> **EXTRACTED RECORDS**:
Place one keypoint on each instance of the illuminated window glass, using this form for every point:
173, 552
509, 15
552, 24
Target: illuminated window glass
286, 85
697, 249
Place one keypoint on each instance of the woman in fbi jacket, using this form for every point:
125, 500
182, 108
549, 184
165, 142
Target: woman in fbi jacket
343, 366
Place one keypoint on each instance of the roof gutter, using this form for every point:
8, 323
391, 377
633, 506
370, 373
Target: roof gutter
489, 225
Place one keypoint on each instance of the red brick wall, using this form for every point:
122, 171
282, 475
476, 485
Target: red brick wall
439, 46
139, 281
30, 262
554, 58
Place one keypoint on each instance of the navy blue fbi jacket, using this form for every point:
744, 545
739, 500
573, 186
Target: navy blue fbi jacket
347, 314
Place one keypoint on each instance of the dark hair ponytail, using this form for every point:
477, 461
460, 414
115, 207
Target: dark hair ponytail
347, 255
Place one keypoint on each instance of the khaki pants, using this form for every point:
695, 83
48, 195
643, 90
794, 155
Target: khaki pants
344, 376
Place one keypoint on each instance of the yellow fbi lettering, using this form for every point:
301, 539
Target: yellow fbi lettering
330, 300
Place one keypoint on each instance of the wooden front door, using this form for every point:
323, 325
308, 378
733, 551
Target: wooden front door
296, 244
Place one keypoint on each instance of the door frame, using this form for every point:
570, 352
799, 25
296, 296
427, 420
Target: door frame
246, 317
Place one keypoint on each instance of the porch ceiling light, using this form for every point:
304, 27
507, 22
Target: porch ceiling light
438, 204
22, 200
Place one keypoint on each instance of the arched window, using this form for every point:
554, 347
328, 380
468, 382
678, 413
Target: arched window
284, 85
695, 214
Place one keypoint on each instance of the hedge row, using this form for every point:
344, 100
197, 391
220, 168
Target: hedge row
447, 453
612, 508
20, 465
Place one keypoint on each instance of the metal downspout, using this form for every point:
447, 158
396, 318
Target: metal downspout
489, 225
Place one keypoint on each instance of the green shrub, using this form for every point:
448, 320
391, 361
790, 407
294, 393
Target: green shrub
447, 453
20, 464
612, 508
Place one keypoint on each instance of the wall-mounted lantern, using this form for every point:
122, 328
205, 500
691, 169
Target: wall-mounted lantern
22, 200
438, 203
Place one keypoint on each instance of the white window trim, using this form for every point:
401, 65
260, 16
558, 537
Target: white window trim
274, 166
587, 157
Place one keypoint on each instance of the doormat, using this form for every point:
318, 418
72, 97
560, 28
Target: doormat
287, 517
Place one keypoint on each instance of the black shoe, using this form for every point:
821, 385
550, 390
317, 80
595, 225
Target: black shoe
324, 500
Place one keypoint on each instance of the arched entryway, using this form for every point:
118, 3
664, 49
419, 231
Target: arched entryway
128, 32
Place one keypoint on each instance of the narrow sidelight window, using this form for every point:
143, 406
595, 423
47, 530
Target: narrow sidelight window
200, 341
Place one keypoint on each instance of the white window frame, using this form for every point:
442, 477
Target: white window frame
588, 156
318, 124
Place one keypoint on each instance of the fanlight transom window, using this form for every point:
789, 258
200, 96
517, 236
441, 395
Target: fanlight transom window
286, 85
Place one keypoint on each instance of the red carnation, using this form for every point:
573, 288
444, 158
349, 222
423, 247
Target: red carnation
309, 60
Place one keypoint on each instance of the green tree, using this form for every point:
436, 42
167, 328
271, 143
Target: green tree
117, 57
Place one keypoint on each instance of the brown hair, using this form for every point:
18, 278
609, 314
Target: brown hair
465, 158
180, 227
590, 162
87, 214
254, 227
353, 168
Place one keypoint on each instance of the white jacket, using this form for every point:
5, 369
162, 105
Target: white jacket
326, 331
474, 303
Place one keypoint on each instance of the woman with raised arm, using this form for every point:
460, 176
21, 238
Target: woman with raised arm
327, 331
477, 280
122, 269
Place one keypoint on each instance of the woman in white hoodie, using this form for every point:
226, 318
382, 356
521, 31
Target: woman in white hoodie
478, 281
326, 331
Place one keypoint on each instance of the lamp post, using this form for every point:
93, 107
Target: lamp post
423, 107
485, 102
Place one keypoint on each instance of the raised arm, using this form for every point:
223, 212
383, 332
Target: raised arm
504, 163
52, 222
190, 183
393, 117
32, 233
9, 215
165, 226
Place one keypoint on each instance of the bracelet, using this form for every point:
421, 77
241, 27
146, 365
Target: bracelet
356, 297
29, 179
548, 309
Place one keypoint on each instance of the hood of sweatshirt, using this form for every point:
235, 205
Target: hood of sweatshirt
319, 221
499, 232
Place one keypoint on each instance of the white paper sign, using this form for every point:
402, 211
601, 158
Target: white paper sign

> **YOUR TASK**:
Every line in the records that holds the word "sign" should be copied into the answer.

> **FINISHED EXERCISE**:
Place one keypoint on each instance of the white paper sign, using this form for every point:
Target: white paper sign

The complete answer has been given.